» Your goal
All the data below should be printed again without a single difference.

### Input

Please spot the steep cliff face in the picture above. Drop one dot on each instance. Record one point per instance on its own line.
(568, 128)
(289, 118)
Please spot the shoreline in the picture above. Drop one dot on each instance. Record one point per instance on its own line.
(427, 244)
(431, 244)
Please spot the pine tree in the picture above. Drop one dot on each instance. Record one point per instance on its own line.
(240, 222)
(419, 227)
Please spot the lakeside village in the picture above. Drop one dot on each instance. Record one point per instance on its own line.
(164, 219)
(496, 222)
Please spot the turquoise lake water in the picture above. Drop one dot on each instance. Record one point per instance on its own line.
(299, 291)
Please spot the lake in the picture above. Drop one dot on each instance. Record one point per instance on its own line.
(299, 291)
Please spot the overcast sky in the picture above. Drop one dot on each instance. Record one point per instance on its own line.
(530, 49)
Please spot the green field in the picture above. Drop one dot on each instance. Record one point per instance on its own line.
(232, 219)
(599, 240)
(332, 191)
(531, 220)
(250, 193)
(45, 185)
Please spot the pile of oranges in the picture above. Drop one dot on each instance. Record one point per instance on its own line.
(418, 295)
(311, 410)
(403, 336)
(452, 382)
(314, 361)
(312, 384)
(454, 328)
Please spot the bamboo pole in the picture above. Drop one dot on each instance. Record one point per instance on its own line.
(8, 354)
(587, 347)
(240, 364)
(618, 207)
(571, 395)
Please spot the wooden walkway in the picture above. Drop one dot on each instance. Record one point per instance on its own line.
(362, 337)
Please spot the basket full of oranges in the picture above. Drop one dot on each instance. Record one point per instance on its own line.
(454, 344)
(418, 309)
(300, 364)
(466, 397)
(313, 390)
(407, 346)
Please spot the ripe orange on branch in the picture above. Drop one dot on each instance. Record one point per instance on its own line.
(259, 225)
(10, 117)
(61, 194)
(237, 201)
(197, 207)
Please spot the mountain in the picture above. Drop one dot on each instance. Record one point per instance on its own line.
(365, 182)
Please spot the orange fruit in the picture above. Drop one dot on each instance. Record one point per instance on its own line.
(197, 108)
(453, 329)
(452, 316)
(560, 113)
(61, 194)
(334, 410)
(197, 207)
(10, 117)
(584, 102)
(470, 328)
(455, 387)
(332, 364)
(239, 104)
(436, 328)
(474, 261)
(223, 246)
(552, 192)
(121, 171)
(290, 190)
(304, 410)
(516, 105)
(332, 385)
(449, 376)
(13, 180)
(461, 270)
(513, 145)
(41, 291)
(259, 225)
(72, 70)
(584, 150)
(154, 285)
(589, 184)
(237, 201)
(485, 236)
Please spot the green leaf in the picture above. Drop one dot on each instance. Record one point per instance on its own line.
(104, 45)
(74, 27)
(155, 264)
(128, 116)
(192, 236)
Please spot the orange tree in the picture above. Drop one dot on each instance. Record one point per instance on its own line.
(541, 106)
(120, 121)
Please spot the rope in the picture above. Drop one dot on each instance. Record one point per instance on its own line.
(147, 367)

######

» Response area
Please spot the steep cliff face in the picture above. Drop one dot on each instance. Record one point per instance on its own line.
(568, 128)
(289, 118)
Please spot the shoreline in the picture above. Drop one dot on each instance. Record one point per instance on its own line.
(427, 244)
(431, 244)
Please spot the pine tree in the picture above. Drop one dot on each instance. Record one point per instance on its own line.
(240, 222)
(419, 227)
Please spot the lakeside village in the picture above. Drop one dot on each instance. Record one point per instance on its own line.
(164, 219)
(496, 222)
Please spot the turquoise lake water in the picture above. Drop one dot on each instance. Record one point per instance on its own line.
(299, 291)
Please spot the lake in the picture above. Drop one dot on each instance. Record one point per instance on its own line.
(299, 291)
Please spot the overcast sky in the picture above. Drop one dot on each instance. Record one point per instance on its own line.
(530, 49)
Please spot the green field in the picture above. Drop one dot on each instance. Record one point per instance on its own line.
(232, 219)
(599, 240)
(332, 191)
(531, 220)
(250, 193)
(45, 185)
Please spot the pile of oranges in the picture above. Drop one dot on each instance. Record one point per instance on its own line.
(418, 295)
(311, 410)
(403, 336)
(452, 382)
(314, 361)
(312, 384)
(454, 328)
Please spot the bamboo pole in the picture above. Drop one dot on each instance. Record one point per instance on its own line.
(8, 354)
(587, 347)
(240, 364)
(618, 207)
(571, 395)
Please spot the wooden walkway in the picture above. Drop one dot on each instance. Record one point per instance on its own line.
(362, 337)
Please spot the basket full of oranges in the picture above. Drop one dot on each instance. Record one point per instance on its own line.
(454, 344)
(418, 309)
(300, 364)
(466, 397)
(313, 390)
(407, 346)
Please spot the ripe orange on branch in the picture above. Drop one dot on each instance. Record one point per instance on its own line.
(259, 225)
(10, 117)
(61, 194)
(237, 201)
(197, 207)
Please spot the mountain in the picture above. Drop one dot on each instance. Record one point per instance on its own line.
(365, 182)
Please spot the orange fruit in the picture above. Drop one dot on each instance. Record one point per instance on its own line.
(197, 108)
(453, 329)
(452, 316)
(560, 113)
(61, 194)
(334, 410)
(197, 207)
(10, 117)
(584, 102)
(470, 328)
(455, 387)
(332, 364)
(239, 104)
(436, 328)
(474, 261)
(223, 246)
(552, 192)
(121, 171)
(290, 190)
(304, 410)
(516, 105)
(332, 385)
(449, 376)
(13, 180)
(461, 270)
(513, 145)
(41, 291)
(259, 225)
(72, 70)
(584, 150)
(154, 285)
(589, 184)
(237, 201)
(485, 236)
Please spot the green leaf in the picture above. Drop one dot on each instance. Record one point per instance on its own line.
(104, 45)
(74, 27)
(155, 264)
(128, 116)
(192, 236)
Please spot the orange tree in the picture above. Drop one dot on each instance. Record one point per instance on its own line.
(541, 106)
(120, 121)
Please spot the rope in the picture above. Drop one dot on each instance. Record one point per instance on its own line.
(147, 367)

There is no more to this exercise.